> **OBJECTIVE**:
Report every line of the rows below that contains the string "comma", copying each such line in full. Uppercase and lowercase letters count as different.

> **PROVIDED MATERIAL**:
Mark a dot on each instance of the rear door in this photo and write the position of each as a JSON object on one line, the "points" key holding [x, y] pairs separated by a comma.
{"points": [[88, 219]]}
---
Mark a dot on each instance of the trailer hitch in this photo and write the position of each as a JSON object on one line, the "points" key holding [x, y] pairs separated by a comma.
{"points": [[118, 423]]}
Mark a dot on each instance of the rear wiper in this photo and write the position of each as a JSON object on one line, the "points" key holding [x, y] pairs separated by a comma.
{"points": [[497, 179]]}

> **EXPECTED ANSWER**:
Mark a dot on each instance of the rear door in this photo and write the position of each as a JSON object on one line, the "points" key holding [x, y] pairs separated by a comma.
Mark a dot on each instance of the trailer hitch in this photo and write the position of each as a JSON object on one line, the "points" key holding [x, y] pairs separated by a comma.
Mark a dot on each instance of the rear wiper in this photo and write the position of each as a JSON object on one line, the "points" key holding [x, y] pairs separated by a comma.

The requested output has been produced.